Work item:
Carry on the news story about Professor Julio Soto's White House mentoring award from where it ends.

Given text:
White House Honors Professor

“As a member of an under-represented minority group, I am committed to making the unlimited intellectual possibilities of modern biology accessible to all students,”—Professor Julio Soto.

“As a member of an under-represented minority group, I am committed to making the unlimited intellectual possibilities of modern biology accessible to all students.”—Professor Julio Soto (photo by Christina Olivas)

Media contact:
Pat Harris, 408-924-1748

SAN JOSE, CA – SJSU Professor of Biological Sciences Julio Soto will receive a Presidential Award for Excellence in Science, Mathematics, and Engineering Mentoring, the White House announced March 27.

The honor, received by just 14 individuals and one organization in the past two years, recognizes the crucial role that mentoring plays in the academic and personal development of students studying science and engineering—particularly those who belong to groups that are underrepresented in these fields.

“These educators are helping to cultivate America’s future scientists, engineers and mathematicians,” President Obama said. “They open new worlds to their students, and give them the encouragement they need to learn, discover and innovate. That’s transforming those students’ futures, and our nation’s future, too.”

Principal investigator

Soto served as the principal investigator on two groundbreaking grants at San Jose State. Under HHMI-SCRIBE, Soto and colleagues transformed the core curriculum for biology majors. With NSF-RUMBA, Soto coordinates summer research opportunities for under-represented students.

Among his students inspired in the classroom to take part in the summer research program is Pareet Raju, ’15 Molecular Biology. “Dr. Soto helped me understand the lecture by providing research articles as a reference…Recently I joined his lab, where he has been guiding me through my research project,” she said.

Records shown:
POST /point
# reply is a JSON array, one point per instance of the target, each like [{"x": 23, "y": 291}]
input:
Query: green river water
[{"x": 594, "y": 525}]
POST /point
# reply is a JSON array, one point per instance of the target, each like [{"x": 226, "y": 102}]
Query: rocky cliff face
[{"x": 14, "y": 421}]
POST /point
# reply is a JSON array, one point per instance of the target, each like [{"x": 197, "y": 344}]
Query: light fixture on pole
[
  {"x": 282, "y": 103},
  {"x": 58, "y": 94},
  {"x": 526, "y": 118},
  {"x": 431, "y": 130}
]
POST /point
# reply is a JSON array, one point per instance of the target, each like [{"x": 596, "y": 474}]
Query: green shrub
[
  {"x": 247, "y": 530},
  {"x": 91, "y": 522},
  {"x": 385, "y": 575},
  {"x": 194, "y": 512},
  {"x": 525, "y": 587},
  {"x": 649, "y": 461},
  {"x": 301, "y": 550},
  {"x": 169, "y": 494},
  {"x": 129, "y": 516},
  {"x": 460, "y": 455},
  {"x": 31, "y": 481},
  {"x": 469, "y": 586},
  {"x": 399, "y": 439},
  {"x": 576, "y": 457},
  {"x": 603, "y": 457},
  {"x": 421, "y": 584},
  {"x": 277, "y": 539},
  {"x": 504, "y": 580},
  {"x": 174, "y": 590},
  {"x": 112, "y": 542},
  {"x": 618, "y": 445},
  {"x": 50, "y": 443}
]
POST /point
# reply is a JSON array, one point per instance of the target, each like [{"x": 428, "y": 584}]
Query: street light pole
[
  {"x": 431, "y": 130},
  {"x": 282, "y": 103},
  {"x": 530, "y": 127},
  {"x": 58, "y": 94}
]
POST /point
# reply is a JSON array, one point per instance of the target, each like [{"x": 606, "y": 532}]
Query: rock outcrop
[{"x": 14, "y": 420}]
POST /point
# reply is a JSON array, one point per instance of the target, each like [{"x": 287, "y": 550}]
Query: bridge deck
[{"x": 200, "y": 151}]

Reply to the exercise:
Together, the programs equip students with the academic and applied opportunities they need to excel in graduate school and beyond, reflecting the department’s emphasis on hands-on, inquiry-based learning activities at the bench and in the field.

“As a member of an under-represented minority group, I am committed to making the unlimited intellectual possibilities of modern biology accessible to all students,” Professor Soto said.

Professor and mentor

Soto arrived at SJSU in 1999, with degrees from the University of California, Berkeley, Texas A&M University-Kingsville, and the University of Puerto Rico at Cayey.

“Dr. Soto has a unique and refreshing approach as a lab mentor,” said Nicko Ly, ’15 Molecular Biology, and a RUMBA participant. “Although he has high expectations for his undergraduate lab researchers and challenges his students to be independent thinkers, he genuinely is passionate and determined to have his students pursuing a career in the sciences.”

In addition to being honored in Washington later this year, Soto will receive an award of $10,000 from the National Science Foundation. The mentors and organization announced March 27 represent the winners for 2012 and 2013.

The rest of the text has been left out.